### PASSAGE TO READ
▬▬▬▬▬▬
How long do you expect the series to run? How far out have you planned?

MP: We’ve outlined, we have ideas for 15-20 issues at this point, but I mean a lot of these stories grow in the telling. And I’m totally fine with this thing going on for 30 or 40 issues. We have an endgame in mind, I’m the kind of person who need there to be an end. I do kinda know where it’s gonna end up, but who knows how many things will come in between now and then to stretch that out. It’s a fun world. Everybody’s a bad guy, and the bad guy’s usually the most interesting. So when every single person is interesting, it can go on as long as the story’s riveting. We’re kind of slow going because this isn’t Julian’s main gig. He has his own series that he’s been working on for a long time, so he and I only really work together a fraction of his writing time. I mean as long as we’re able to fund it, I mean we’ll go as many issues as we can as long as we can keep it riveting to the reader and ourselves.

You’ve got quite a bit of genres working in these two issues.  Just in the first issue alone you’ve got the horror, you’ve got the crime, you’ve got plenty of dark humor. Do you have a favorite of those genres to write? And how do you balance those darker and somewhat lighter elements?
▬▬▬▬▬▬
### GIVEN DATA
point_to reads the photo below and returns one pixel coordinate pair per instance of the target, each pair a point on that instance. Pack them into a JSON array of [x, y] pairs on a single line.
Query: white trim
▬▬▬▬▬▬
### SET EXERCISE A
Rename "dark humor" to "gallows humor" in the part of the comic series interview that opens with the words containing "You’ve got quite" and closes with "somewhat lighter elements?", and write out that part with the change.
### SET EXERCISE B
Continue the comic series interview after its final sentence.
The data come from a separate source.

### TASK RESPONSE A
You’ve got quite a bit of genres working in these two issues.  Just in the first issue alone you’ve got the horror, you’ve got the crime, you’ve got plenty of gallows humor. Do you have a favorite of those genres to write? And how do you balance those darker and somewhat lighter elements?

### TASK RESPONSE B
MP: That’s definitely a tough decision to make. I love dark humor, that’s just my personality. And a lot of that actually comes out between Julian and myself, and the penciler/inker Steven Legge. He draws some things that are not in the script, and they just make us roll on the floor laughing. A lot of it is like the background demons and stuff, just that we’ve never come up with, he just must be bored one day and just doodle and add these weird demons and creatures in the background. And ’cause it’s in Hell, I mean, you just gotta kinda let it slide and go, yup I guess that thing could exist in Hell. That demon could exist in Hell, why not? Between the three of us, yeah that’s just fun kind of like creating for each other and cracking each other up. And obviously because it’s in Hell most of it’s dark humor.

Crime is always a fun thing to write. The second issue is definitely kind of an homage to the Zed in scene in Pulp Fiction, where everything just goes wrong with Bruce Willis’s attempt to escape the town. And he runs over Marsellus Wallace, I think that’s his name. And then they’re brawl comes into the wrong store. This brawl rolls into the wrong store, and they get taken hostage, everything just goes sideways from the moment Bruce Willis sees Marsellus Wallace. So the second half of issue two kinda has that feel, that everything just goes sideways in a store. Everything that could go wrong does go wrong. And I love the idea of mixing crime with mess ups that that moment in Pulp Fiction has. So maybe that’s a dark humor crossover with crime anyway. So there’s always this, I don’t know if it’s an intention or just this subconscious thing where you want there to be like cool interesting crime things happening, but it’s always fun to subvert them as well. And I guess I can thank Quentin Tarantino for that.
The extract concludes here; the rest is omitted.